TEXTE FOURNI:
◇ ◇ ◇ ◇ ◇ ◇ ◇
Il y a des raisons objectives ou historiques à cela : c'est le discrédit dans lequel est tombée en France l'université du XVIe au XVIIIe siècle. Les vraies recherches se sont faites hors de l'université - en physique, en chimie, en archéologie, dans les cabinets de curiosité ou de physique. Le Collège de France, puis les académies (française, des beaux-arts, de danse, etc.) ont été fondées à côté de l'université et par défiance vis-à-vis de cette institution, tenue pour sclérosée. Les révolutionnaires ont pris acte de cela, quand ils ont retiré aux universités (alors privées et dépendant indirectement de l'Eglise) leurs moyens de vivre, en nationalisant leurs biens, et en fondant des "écoles" (X, normale supérieure) pour former, hors de l'université, les futurs cadres de l'Etat, puis de la république. Les lois Fontanes de 1806 et 1808 ont reconstitué un embryon d'université, en en faisant des institutions de l'Etat - c'est-à-dire en les soumettant à une administration.

De toutes les universités d'autrefois, les seules qui aient conservé un peu de leur prestige ancien sont celles où est enseignée la médecine. Ce sont aussi les seules où le titre de docteur est toujours en usage. Le titre s'est spécialisé comme appellatif des médecins et il est même employé à la place du nom "médecin" ("appelez un docteur", "le docteur a dit que...").
23 novembre 2009, 13:28   Docteur mais ingénieur
Bien cher JGL,


Je vous remercie pour ces informations très pertinentes. Pour aller tout à fait dans votre sens, je précise que le docteur d'Etat auquel je faisais allusion n'est pas de formation universitaire, mais est polytechnicien.
23 novembre 2009, 13:33   Pascal et l'honnête homme
Connaissez-vous, bien cher Alain, cette lettre que Pascal écrivit à Fermat à propos du chevalier de Méré :

Je n'ai pas eu le temps de vous envoyer la démonstration d'une difficulté qui étonnait fort M. de Méré, car il a très bon esprit, mais il n'est pas géomètre (c'est, comme vous savez, un grand défaut) et même il ne comprend pas qu'une ligne mathématique soit divisible à l'infini et croit fort bien entendre qu'elle est composée de points en nombre fini, et je n'ai jamais pu l'en tirer. Si vous pouviez le faire, on le rendrait parfait.

Il me disait donc qu'il avait trouvé fausseté dans les nombres par cette raison :

Si on entreprend de faire un six avec un dé, il y a avantage de l'entreprendre en 4, comme de 671 à 625.

Si on entreprend de faire Sonnez avec deux dés, il y a désavantage de l'entreprendre en 24.

Et néanmoins 24 est à 36 (qui est le nombre des faces de deux dés) comme 4 à 6 (qui est le nombre des faces d'un dé).

Voilà quel était son grand scandale qui lui faisait dire hautement que les propositions n'étaient pas constantes et que l'arithmétique se démentait : mais vous en verrez bien aisément la raison par les principes où vous êtes.



Je rappelle, pour les in-nocents "non scientifiques" que le problème posé par le chevalier de Méré à Pascal était le suivant, en substance :

Sachant que si on jette quatre fois un dé à six faces, il y a plus de chances qu’on obtienne un 6 plutôt qu’on n’en obtienne pas, alors, si on jette vingt-quatre fois deux dés à six faces, il y a plus de chances qu’on obtienne un double six plutôt qu’on n’en obtienne pas.
◇ ◇ ◇ ◇ ◇ ◇ ◇
CONSIGNE ÉCRITE 1: Reproduisez mot pour mot le passage du texte fourni qui commence aux mots "De toutes les" et s'arrête après les mots "mais est polytechnicien.".
CONSIGNE ÉCRITE 2: Réécrivez plus brièvement, en conservant ses faits principaux, le paragraphe du texte fourni qui commence par « Il y a des raisons objectives ou historiques à cela ».
CONSIGNE ÉCRITE 3: D'après le texte fourni, quelles universités d'autrefois sont les seules à avoir conservé un peu de leur prestige ancien ?

DONNÉES FOURNIES:
◇ ◇ ◇ ◇ ◇ ◇ ◇
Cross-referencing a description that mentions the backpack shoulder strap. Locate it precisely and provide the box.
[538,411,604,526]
◇ ◇ ◇ ◇ ◇ ◇ ◇
RÉPONSE CORRECTE 1:
De toutes les universités d'autrefois, les seules qui aient conservé un peu de leur prestige ancien sont celles où est enseignée la médecine. Ce sont aussi les seules où le titre de docteur est toujours en usage. Le titre s'est spécialisé comme appellatif des médecins et il est même employé à la place du nom "médecin" ("appelez un docteur", "le docteur a dit que...").
23 novembre 2009, 13:28   Docteur mais ingénieur
Bien cher JGL,


Je vous remercie pour ces informations très pertinentes. Pour aller tout à fait dans votre sens, je précise que le docteur d'Etat auquel je faisais allusion n'est pas de formation universitaire, mais est polytechnicien.

RÉPONSE CORRECTE 2: Du XVIe au XVIIIe siècle, l'université est tombée en discrédit en France. La véritable recherche s'est donc faite hors d'elle, notamment dans les cabinets de curiosité ou de physique. Par défiance envers cette institution jugée sclérosée, le Collège de France puis les académies ont été fondés à côté d'elle. Les révolutionnaires ont privé les universités de leurs moyens en nationalisant leurs biens. Ils ont aussi créé des écoles, comme X et normale supérieure, pour former hors de l'université les futurs cadres de l'État. Les lois Fontanes de 1806 et 1808 ont ensuite reconstitué un embryon d'université, soumis à l'administration de l'État.

RÉPONSE CORRECTE 3: Celles où est enseignée la médecine.